- The problem -
In the text on Deep Learning's energy use, how much carbon dioxide equivalent can the AI development process emit?

___ Text extract ___

There was another article at MIT Technology Review reporting a shocking finding by an academic paper: in AI development, “the process can emit more than 626,000 pounds of carbon dioxide equivalent—nearly five times the lifetime emissions of the average American car (and that includes manufacture of the car itself).” (Hao, 2019)

The next bar chart compares the carbon footprint of different activities: for example, 11K lbs for human life versus 626K for Deep Learning Transformer (213 parameters) model. (MIT Technology Review, ND)

As a precaution, the particular Deep Learning model that is referred to in the article does not represent the average energy consumption of all the variety of Deep Learning models used today. Nevertheless, the chart eloquently paints a picture the dark reality of Deep Learning: how bad its energy inefficiency could be.
Obviously, in the age of climate change there is a need for a change in the architecture of Deep Learning to enhance energy efficiency going forward.

Now, an important thing is to take a holistic approach when we pursue energy efficiency. We have to achieve the goal without sacrificing other essential operating factors: accuracy, throughput, latency, hardware flexibility, hardware cost, and scalability.

There are layers of trade-off between energy efficiency efforts and these other essential operating factors. Obviously, it is not simple.

Is there any incentive for Deep Learning developers to improve energy efficiency in the future?

I would say: yes, there is; and it could be imperative more than a choice. It is because the pursuit for energy efficiency is beyond carbon footprint: an imperative generation shift in the context of Deep Learning evolution.

Beyond Carbon Footprint: Energy Efficiency is Imperative for DL generation shift.

___ Record excerpts ___

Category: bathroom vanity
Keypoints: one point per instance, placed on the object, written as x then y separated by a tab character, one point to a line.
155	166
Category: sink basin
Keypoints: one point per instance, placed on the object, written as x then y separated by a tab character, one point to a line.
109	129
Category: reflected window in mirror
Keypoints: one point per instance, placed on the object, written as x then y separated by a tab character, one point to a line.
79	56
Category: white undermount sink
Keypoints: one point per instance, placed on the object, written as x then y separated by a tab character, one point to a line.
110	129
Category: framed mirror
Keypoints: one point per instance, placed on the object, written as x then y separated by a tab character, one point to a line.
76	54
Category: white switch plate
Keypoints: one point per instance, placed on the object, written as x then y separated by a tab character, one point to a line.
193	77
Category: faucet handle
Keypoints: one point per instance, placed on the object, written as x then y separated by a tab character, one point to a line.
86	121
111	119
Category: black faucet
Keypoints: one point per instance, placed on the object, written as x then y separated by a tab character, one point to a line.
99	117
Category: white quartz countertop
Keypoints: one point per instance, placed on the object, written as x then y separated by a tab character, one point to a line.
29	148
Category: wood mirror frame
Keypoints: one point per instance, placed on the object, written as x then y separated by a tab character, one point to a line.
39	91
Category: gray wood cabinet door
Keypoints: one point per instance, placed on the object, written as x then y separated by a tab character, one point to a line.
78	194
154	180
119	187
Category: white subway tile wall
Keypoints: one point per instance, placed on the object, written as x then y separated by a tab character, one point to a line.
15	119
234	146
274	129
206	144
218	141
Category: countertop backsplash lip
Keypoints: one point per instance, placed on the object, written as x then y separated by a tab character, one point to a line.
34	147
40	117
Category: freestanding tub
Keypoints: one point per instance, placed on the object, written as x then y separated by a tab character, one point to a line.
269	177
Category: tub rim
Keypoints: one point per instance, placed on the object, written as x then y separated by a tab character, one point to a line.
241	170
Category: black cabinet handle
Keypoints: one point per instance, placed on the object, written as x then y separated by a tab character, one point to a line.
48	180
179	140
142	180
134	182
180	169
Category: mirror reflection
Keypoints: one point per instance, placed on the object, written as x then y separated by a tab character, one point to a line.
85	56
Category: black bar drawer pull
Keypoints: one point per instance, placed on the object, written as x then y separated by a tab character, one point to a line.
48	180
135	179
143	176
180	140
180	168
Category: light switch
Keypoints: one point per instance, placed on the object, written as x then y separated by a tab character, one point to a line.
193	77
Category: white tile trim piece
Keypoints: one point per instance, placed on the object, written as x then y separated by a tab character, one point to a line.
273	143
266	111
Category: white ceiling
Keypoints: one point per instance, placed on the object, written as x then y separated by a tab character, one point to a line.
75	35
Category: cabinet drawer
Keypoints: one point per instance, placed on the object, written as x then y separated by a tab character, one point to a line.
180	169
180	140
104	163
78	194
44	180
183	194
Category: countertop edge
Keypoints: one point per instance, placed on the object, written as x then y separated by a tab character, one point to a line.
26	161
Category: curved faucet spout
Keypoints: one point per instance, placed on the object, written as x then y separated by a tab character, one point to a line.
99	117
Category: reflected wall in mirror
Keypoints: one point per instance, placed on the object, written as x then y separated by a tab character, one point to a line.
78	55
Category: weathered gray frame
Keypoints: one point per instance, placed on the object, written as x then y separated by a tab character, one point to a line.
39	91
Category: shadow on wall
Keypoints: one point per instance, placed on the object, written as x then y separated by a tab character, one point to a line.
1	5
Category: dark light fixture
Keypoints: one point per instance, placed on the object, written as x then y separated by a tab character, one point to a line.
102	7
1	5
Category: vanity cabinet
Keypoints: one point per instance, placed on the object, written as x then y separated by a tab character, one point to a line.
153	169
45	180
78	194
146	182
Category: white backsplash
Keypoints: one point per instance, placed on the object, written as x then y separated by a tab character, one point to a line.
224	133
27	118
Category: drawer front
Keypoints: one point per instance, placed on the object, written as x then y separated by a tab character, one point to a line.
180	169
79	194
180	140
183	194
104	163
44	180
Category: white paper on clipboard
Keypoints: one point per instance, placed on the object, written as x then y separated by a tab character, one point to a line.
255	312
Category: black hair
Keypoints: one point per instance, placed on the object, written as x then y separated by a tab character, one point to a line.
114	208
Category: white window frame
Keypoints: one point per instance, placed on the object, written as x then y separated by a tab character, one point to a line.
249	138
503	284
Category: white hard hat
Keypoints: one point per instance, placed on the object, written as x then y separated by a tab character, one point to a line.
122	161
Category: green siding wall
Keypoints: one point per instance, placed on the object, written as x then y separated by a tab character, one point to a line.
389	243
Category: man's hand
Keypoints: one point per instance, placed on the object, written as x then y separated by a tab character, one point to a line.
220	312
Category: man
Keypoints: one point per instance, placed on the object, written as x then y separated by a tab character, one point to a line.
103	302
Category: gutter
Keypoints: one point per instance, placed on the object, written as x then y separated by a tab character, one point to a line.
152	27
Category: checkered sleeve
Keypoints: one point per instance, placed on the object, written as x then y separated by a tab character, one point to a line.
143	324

___

- Solution below -
More than 626,000 pounds of carbon dioxide equivalent.